*** DATA IN THIS EXERCISE Section Begins ***

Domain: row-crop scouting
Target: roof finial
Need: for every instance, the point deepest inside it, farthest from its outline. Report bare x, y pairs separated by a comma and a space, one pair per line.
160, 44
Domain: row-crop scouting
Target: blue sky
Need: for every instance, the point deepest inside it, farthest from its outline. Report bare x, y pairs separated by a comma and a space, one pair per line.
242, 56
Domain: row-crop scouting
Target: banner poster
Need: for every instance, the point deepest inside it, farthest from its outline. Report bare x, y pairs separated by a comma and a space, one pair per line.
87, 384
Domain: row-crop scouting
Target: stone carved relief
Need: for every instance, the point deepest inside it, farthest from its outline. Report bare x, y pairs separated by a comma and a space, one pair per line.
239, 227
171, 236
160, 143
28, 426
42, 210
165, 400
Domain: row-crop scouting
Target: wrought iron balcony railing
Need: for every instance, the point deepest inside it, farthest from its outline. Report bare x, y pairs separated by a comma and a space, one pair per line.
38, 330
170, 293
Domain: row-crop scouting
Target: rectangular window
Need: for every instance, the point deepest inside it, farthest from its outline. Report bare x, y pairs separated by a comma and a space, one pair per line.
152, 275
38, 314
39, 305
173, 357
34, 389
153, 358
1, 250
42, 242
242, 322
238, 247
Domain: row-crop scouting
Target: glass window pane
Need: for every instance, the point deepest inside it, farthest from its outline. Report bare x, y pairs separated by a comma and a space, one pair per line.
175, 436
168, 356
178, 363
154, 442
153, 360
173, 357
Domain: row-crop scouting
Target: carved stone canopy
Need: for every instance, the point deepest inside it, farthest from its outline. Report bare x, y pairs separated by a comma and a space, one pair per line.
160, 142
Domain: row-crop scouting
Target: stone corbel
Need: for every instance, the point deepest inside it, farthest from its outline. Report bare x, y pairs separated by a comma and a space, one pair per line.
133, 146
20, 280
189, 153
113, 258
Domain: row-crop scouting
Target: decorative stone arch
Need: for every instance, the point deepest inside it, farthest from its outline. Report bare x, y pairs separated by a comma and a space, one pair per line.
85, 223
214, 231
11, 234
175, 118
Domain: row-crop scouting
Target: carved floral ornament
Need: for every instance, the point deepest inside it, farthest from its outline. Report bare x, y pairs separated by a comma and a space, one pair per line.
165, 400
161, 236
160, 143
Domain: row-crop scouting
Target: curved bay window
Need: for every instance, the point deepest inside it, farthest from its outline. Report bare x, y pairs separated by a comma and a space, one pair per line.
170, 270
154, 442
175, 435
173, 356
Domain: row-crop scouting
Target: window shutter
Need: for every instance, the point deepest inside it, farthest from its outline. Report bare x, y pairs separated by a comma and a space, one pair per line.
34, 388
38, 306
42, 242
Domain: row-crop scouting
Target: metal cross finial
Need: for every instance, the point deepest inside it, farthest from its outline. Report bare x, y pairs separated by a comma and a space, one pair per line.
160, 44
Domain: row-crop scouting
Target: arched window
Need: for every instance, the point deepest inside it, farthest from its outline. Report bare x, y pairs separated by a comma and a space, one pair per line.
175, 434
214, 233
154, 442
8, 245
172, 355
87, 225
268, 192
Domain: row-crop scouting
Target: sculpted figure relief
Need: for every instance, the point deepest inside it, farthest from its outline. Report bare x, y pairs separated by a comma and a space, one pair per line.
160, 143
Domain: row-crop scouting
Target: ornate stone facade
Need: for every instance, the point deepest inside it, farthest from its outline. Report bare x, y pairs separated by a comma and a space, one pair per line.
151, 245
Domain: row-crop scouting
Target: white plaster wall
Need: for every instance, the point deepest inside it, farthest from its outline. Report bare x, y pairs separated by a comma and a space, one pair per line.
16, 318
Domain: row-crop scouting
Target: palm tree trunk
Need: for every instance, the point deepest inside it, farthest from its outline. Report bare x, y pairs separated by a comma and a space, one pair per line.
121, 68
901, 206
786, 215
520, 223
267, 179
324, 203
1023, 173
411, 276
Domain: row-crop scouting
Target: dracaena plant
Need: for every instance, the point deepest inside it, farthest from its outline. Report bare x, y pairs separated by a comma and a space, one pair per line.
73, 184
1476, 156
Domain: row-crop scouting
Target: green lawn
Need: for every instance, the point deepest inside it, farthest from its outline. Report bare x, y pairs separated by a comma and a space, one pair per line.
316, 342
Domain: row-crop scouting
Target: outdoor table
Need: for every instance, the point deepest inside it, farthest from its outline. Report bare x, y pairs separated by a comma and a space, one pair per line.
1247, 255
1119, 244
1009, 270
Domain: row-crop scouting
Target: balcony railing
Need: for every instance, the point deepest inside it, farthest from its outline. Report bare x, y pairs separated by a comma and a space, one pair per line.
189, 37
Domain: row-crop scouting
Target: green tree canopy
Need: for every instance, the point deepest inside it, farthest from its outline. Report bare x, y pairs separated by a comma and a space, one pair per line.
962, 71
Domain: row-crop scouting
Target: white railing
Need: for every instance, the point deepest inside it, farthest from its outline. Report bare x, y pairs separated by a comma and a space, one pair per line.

*** DATA IN THIS EXERCISE Section Ends ***

DIRECTIONS FOR THIS TASK:
Return every entry exactly; no line may be missing.

EXPECTED OUTPUT:
Domain: row-crop scouting
Target: roof finial
Need: for every instance, the point deepest inside it, farthest from its outline. Report bare x, y pairs separated by a comma and a space, one pair per line.
160, 44
Domain: row-crop scouting
Target: blue sky
Need: for every instance, the point deepest inside it, farthest from its outline. Report bare x, y pairs separated by a comma and a space, one pair per line.
242, 56
Domain: row-crop scouting
Target: banner poster
Need: for every instance, the point deepest inside it, farthest from its outline. Report bare x, y pairs separated by a comma and a space, one pair per line.
87, 384
Domain: row-crop scouting
Target: stone carved relief
Need: for every instance, the point deepest inside it, farthest from its outline. Report bare x, y pairs separated by a comma and a space, one pair per line.
239, 227
171, 236
160, 143
28, 426
42, 210
165, 400
Domain: row-crop scouting
Target: wrought iron balcony railing
Need: for every instance, the point deepest inside it, farthest from its outline. Report bare x, y pairs separated by a comma and a space, one pair per line.
38, 330
170, 293
Domain: row-crop scouting
Target: rectangular window
Need: for every instance, the point deepest inside it, farthest from its outline. Report bare x, y pairs separated by a comma and a space, one pair per line.
152, 275
38, 314
39, 305
173, 357
34, 389
153, 358
1, 250
42, 242
242, 322
238, 247
Domain: row-crop scouting
Target: glass window pane
Need: for every instance, the point deepest inside it, farthest from its outline. Report bare x, y pairs separated by a comma and a space, one pair per line.
175, 436
168, 356
178, 363
154, 442
153, 360
173, 357
Domain: row-crop scouting
Target: carved stone canopy
Need: for every instance, the point deepest inside it, farthest from its outline. Report bare x, y pairs separated by a comma and a space, one pair per line.
160, 142
Domain: row-crop scouting
Target: stone corbel
Need: for every instance, the point deepest inside it, farthest from its outline. Report bare x, y pairs separated by a comma and a space, one pair per line.
133, 146
20, 280
189, 153
113, 258
Domain: row-crop scouting
Target: decorative stone arch
Need: for every instance, the point deepest inside it, farthest from its outline. Report bare x, y pairs separated by a comma and a space, one pair per line.
85, 223
214, 231
11, 234
175, 118
Domain: row-crop scouting
Target: carved floral ornament
Need: for every instance, the point deepest inside it, farthest from its outline. Report bare x, y pairs separated by a comma and a space, one pair per line.
165, 400
161, 236
160, 143
Domain: row-crop scouting
Target: curved bay window
Need: for every instance, the point deepest inside it, farthest from its outline. Report bare x, y pairs separated by a comma and a space, one pair per line.
170, 270
154, 442
175, 435
173, 356
Domain: row-crop scouting
Target: window shutter
Need: for every instance, the point deepest inside it, farthest from its outline. Report bare x, y pairs separated by a comma and a space, one pair per line.
34, 388
38, 306
42, 242
Domain: row-crop scouting
Target: metal cross finial
Need: for every instance, the point deepest inside it, farthest from its outline. Report bare x, y pairs separated by a comma and a space, one pair per line.
160, 44
Domain: row-crop scouting
Target: arched window
Need: for every instance, the point deepest inside it, farthest from its outline. Report bare x, y pairs separated by a comma and a space, one pair per line.
175, 434
214, 233
154, 442
8, 245
172, 355
87, 225
268, 192
Domain: row-crop scouting
Target: sculpted figure relief
Need: for every instance, the point deepest inside it, farthest from its outline. Report bare x, y pairs separated by a comma and a space, one pair per line.
160, 143
Domain: row-crop scouting
Target: ornate stone facade
Need: for every instance, the point deepest inside it, farthest from its outline. Report bare x, y pairs separated by a comma and a space, one pair per line.
151, 245
Domain: row-crop scouting
Target: white plaster wall
Need: for every instance, the point deepest inside it, farthest from its outline. Report bare x, y pairs separated by a comma and a space, one pair per line.
16, 318
Domain: row-crop scouting
Target: palm tree trunk
Need: for every instance, the point deepest inside it, farthest from its outline. Report bare x, y pairs separated by a comma and a space, one pair per line.
121, 68
901, 206
786, 215
520, 223
267, 179
324, 203
1023, 173
411, 276
Domain: row-crop scouting
Target: dracaena plant
Need: for every instance, the point deepest inside it, farthest from its outline. Report bare x, y pairs separated by a comma and a space, one pair per line.
73, 184
1476, 156
Domain: row-crop scouting
Target: green lawn
Need: for every instance, the point deepest inside it, farthest from its outline. Report bare x, y pairs separated by a comma and a space, one pair per line.
316, 342
Domain: row-crop scouting
Target: outdoor table
Need: for every instance, the point deepest inside it, farthest from its outline. Report bare x, y pairs separated by a comma and a space, one pair per line.
1247, 255
1119, 244
1009, 270
Domain: row-crop scouting
Target: balcony railing
Need: for every instance, the point deepest inside it, farthest from its outline. Report bare x, y pairs separated by a comma and a space, one pair per line.
189, 37
Domain: row-crop scouting
Target: green tree canopy
Need: for every instance, the point deepest inside it, farthest from its outline. Report bare x, y pairs separated by a comma and a space, one pair per line.
962, 71
Domain: row-crop scouting
Target: white railing
Need: for every instance, the point deepest inside it, farthest from its outline. Report bare x, y pairs separated by a comma and a space, one pair per line.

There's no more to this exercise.